Text START

Growth rate (μ) was established in the logarithmic growth phase calculating linear regression of the plots of ln(OD590) versus time, using at least five time points. The rate was then expressed as doubling time (time required to duplicate the bacterial biomass).

Phenotype MicroArray analysis

Metabolism of S. pneumoniae strains DP1004 and rough derivatives of G54 and TIGR4 [105] were assayed by phenotype microarray (PM) microplates PM1 and PM2A (Biolog Inc, Hayward CA, USA) containing a total of 190 different carbon sources [134]. PM technology measures active metabolism by recording the irreversible reduction of tetrazolium violet to formazan as an indirect evidence for NADH production. PM procedures were mainly carried out as previously described [135]. Cells were grown overnight at 37°C on TSB agar plates (Tryptic Soy Agar, Beckton Dickinson) containing 200 U/ml catalase (Sigma). The cellular biomass was suspended in 15 ml of inoculation fluid (IF-0a GN/GP, Biolog, Inc.) containing Tween 85 and 5 mg/l choline (Sigma) using a sterile cotton swab, and the cell density was adjusted to 80% transmittance (T) on a Biolog turbidimeter. The 80% T suspension was diluted into inoculation fluid (1.6 ml in 24 ml) and 1% Redox Dye Mix G (Biolog, Inc.) was added. The mixture was inoculated in the PM plates (100 µl per well) followed by incubation at 30°C in an Omnilog Reader. Quantitative colour changes were recorded automatically every 15 min by a CCD camera for a period of 72 h. The kinetic responses of the strains was analyzed by the Omnilog-PM software (Biolog, inc.). The data were filtered using average height as a parameter. Strain DP1004 was analyzed in multiple runs and a consensus result was obtained. Rough derivatives of G54 were analysed in triplicate and those of TIGR4 once. The cut off for positivity was determined from graphs, where the frequency of log2 of the signal intensity (net average height = average height after incubation with cells – average height of medium only) was plotted. Unspecific colour development in the wells for pentoses and glucosamine did not allow detection of pneumococcal metabolism for these substrates.

Text END

- [Study questions]
1. In the methods text, at what temperature were the inoculated PM plates incubated in the Omnilog Reader?
2. Extract the part of the methods text between "Growth rate (μ)" and "the bacterial biomass).", inclusive.
Rely only on the methods text for these.

Information supplied START

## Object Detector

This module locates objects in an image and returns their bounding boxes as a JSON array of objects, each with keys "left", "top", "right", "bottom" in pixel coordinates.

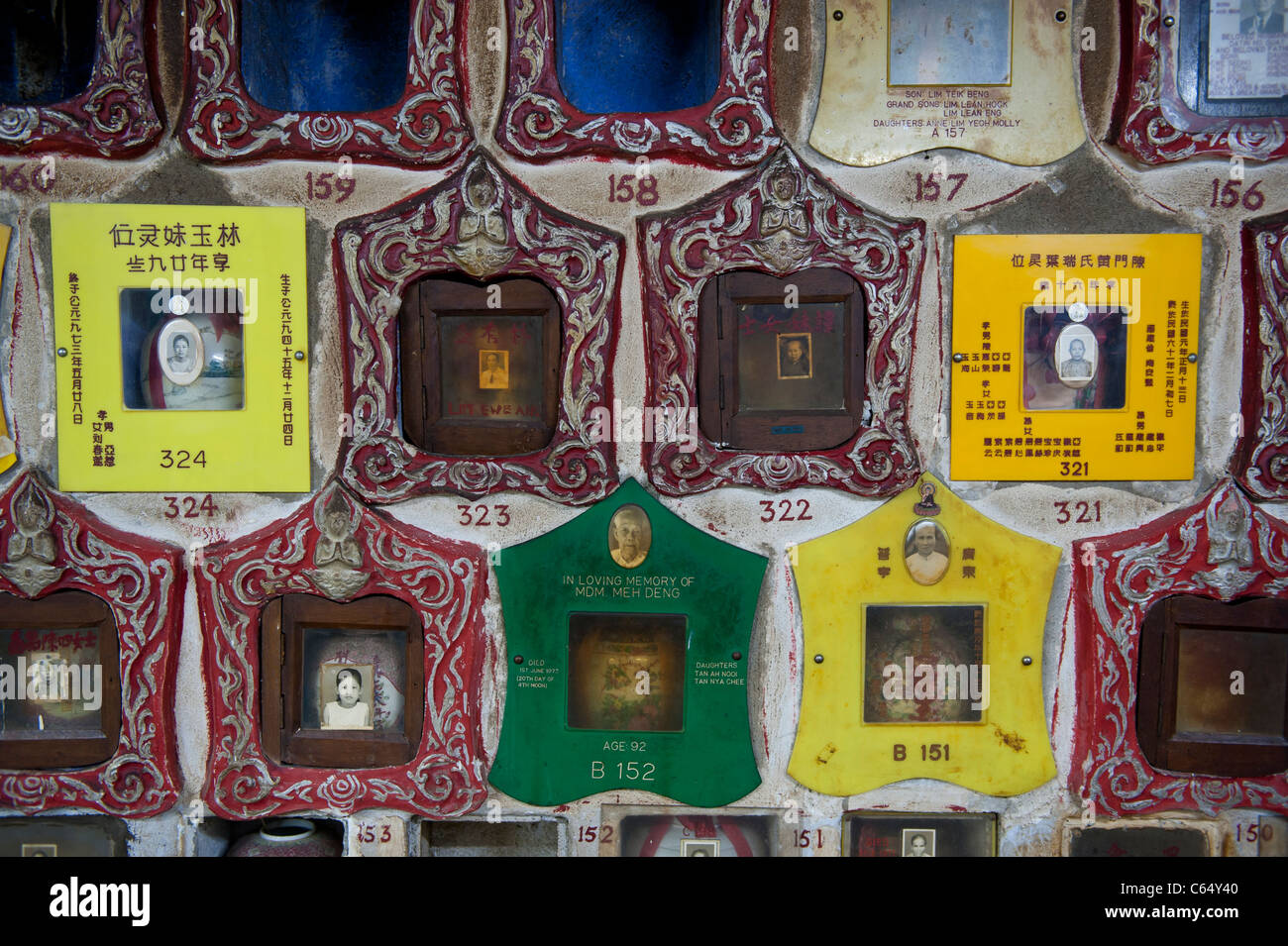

Information supplied END

- [Outputs by task]
1. 30°C

2.
Growth rate (μ) was established in the logarithmic growth phase calculating linear regression of the plots of ln(OD590) versus time, using at least five time points. The rate was then expressed as doubling time (time required to duplicate the bacterial biomass).